Task objective: Copy the following data verbatim, leaving out the pictures.

Provided records:

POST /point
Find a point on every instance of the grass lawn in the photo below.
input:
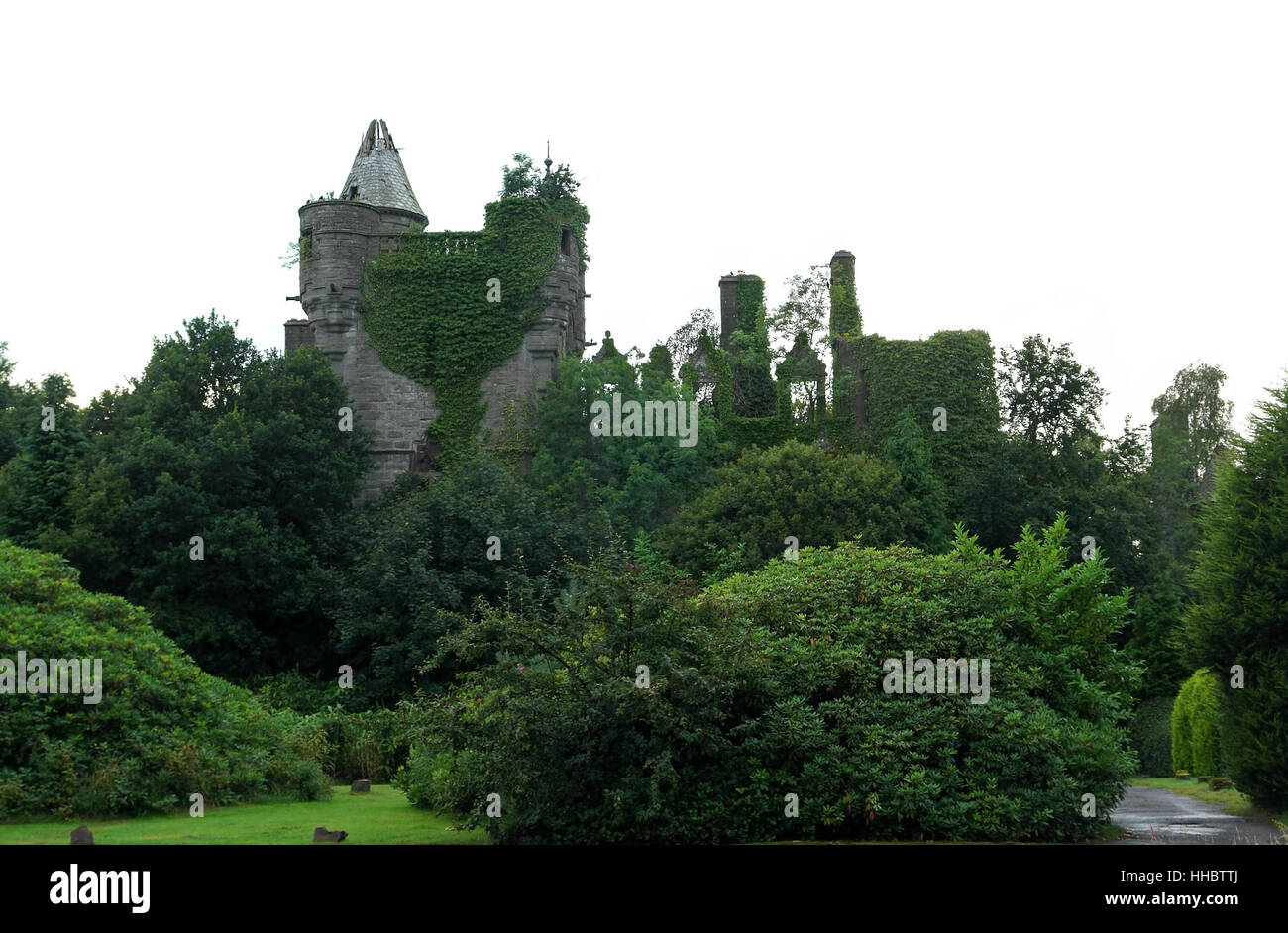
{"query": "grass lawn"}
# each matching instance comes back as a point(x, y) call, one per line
point(381, 816)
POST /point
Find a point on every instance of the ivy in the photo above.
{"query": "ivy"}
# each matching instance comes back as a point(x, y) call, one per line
point(952, 369)
point(430, 310)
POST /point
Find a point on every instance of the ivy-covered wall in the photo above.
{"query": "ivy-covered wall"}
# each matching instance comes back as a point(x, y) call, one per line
point(447, 308)
point(953, 370)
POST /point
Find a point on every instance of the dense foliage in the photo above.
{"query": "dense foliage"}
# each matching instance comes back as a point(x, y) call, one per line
point(215, 442)
point(419, 560)
point(789, 490)
point(631, 482)
point(1151, 736)
point(1196, 725)
point(1240, 618)
point(162, 729)
point(772, 684)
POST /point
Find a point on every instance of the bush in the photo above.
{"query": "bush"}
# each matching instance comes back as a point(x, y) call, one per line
point(372, 744)
point(162, 730)
point(791, 489)
point(1151, 736)
point(421, 560)
point(1196, 725)
point(1240, 617)
point(773, 683)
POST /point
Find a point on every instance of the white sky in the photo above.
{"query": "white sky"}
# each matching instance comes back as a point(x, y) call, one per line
point(1113, 175)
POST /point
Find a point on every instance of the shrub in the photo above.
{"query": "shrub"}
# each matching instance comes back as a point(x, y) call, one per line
point(772, 683)
point(1240, 617)
point(162, 730)
point(372, 744)
point(421, 560)
point(1196, 725)
point(1151, 736)
point(793, 489)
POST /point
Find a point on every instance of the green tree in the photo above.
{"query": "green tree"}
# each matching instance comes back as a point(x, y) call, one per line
point(630, 482)
point(156, 726)
point(1196, 725)
point(1240, 615)
point(909, 452)
point(789, 490)
point(34, 506)
point(1047, 398)
point(243, 451)
point(638, 710)
point(805, 310)
point(425, 554)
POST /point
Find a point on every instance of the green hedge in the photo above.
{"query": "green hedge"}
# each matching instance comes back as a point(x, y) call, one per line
point(772, 684)
point(1151, 736)
point(1196, 725)
point(162, 729)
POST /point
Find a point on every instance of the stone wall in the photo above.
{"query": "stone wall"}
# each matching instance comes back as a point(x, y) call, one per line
point(343, 237)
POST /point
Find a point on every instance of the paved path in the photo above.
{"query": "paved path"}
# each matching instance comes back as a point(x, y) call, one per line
point(1150, 815)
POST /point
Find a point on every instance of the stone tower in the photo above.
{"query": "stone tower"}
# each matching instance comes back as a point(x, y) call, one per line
point(338, 239)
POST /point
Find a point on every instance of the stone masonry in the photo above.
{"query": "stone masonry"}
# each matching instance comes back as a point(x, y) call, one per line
point(339, 237)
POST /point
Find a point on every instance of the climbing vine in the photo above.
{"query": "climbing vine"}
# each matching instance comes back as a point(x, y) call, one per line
point(952, 369)
point(449, 306)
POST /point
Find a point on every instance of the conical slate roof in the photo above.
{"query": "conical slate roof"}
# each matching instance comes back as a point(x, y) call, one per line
point(377, 176)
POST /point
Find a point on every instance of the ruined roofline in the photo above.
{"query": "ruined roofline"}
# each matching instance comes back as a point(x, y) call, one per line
point(377, 176)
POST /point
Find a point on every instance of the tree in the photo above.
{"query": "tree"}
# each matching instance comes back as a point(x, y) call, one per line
point(1194, 424)
point(909, 452)
point(37, 482)
point(425, 554)
point(806, 309)
point(149, 726)
point(1239, 620)
point(639, 710)
point(1047, 398)
point(524, 180)
point(797, 490)
point(687, 338)
point(244, 452)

Result of this exercise:
POST /point
Find a point on every instance of the grass lawn in the photo below.
input:
{"query": "grass lawn"}
# each matching instance comes back as a point(x, y) call, one per line
point(381, 816)
POST /point
Find a point on every instance of the ivy in the photo above.
{"query": "ivy"}
# each matching instance comes back as a point(x, y) call, one per line
point(952, 369)
point(430, 310)
POST /point
Find a point on every instance of the ivy-covered wall in the photo above.
{"query": "ivy-covered wall"}
# each matching instance comes back as a point(x, y) call, one per line
point(447, 308)
point(953, 370)
POST /point
Find a point on every instance of the dense foliage in the photo above.
{"query": "dense foliage"}
# each matching instance comes back as a point(x, y) call, one per line
point(215, 442)
point(419, 560)
point(789, 490)
point(631, 482)
point(1151, 736)
point(1196, 725)
point(1240, 618)
point(162, 729)
point(772, 684)
POST /point
Find a point on every instance of the bush in the photo above.
{"query": "bush"}
# each matching instance comes back as a point(x, y) call, one per line
point(372, 744)
point(162, 730)
point(791, 489)
point(1151, 736)
point(421, 560)
point(1196, 725)
point(1240, 617)
point(773, 683)
POST /point
Find a point on every instance of the white sky in the photo above.
{"query": "white sky"}
# each matching instance comes back as a point(x, y) call, one per line
point(1113, 175)
POST /point
Find a point on every instance of the shrub in the photo above.
{"query": "shrub"}
# each matching instance comes back as a point(x, y) call, one per line
point(772, 683)
point(1240, 617)
point(162, 730)
point(372, 744)
point(421, 560)
point(1196, 725)
point(1151, 736)
point(793, 489)
POST /point
Find a point on every instance of the green tree in the photo above.
{"query": "green tree"}
# each matching instance comes back as a point(x, y) call, one per line
point(630, 482)
point(156, 726)
point(1196, 725)
point(1240, 615)
point(909, 452)
point(789, 490)
point(34, 506)
point(1047, 398)
point(243, 451)
point(638, 710)
point(805, 310)
point(425, 554)
POST /point
Find a point on every instance of the green hedge in the photo above.
{"query": "green hedge"}
# each matching instance comes back as a point(x, y) call, one per line
point(772, 684)
point(1151, 736)
point(1196, 725)
point(162, 729)
POST /point
Find a point on every instance of the stone wall in the photo above.
{"query": "stone wall"}
# each matching instance comes back as a point(x, y) call, one per line
point(343, 237)
POST /point
Find a point on every instance of the paved path in the photo above.
{"query": "paved path"}
# each matching instance comes back as a point(x, y) call, one per line
point(1150, 815)
POST /point
Find a point on every instance of the stone tower in the photo above.
{"query": "stone tower"}
# each matching instance comes back as a point(x, y) call, one per line
point(338, 239)
POST /point
Find a point on every instance of the stone masonry in the photo above.
{"query": "stone masonry"}
# each matching instance comes back as a point(x, y) call, one per line
point(339, 237)
POST /point
Find a point on every instance of the climbing vine in the photo above.
{"query": "climbing vine"}
# each matching instance comes back as a point(x, y) call, one per line
point(952, 369)
point(449, 306)
POST /point
Find a point on every instance of the conical slate roof in the photo above.
{"query": "conical slate roof"}
# each matching instance comes back as a point(x, y) call, one per line
point(377, 176)
POST /point
Find a point on every instance of the ruined roofline in the photo above.
{"query": "ruined roofline"}
# each matching instance comes back as a point(x, y) call, one per line
point(377, 176)
POST /point
Find a point on every instance of the tree in the photo above.
{"query": "tree"}
# each matching instance comes back as a point(x, y) call, one per line
point(1194, 424)
point(909, 452)
point(37, 482)
point(425, 554)
point(806, 309)
point(149, 726)
point(1239, 620)
point(639, 710)
point(1047, 398)
point(524, 180)
point(797, 490)
point(687, 338)
point(244, 452)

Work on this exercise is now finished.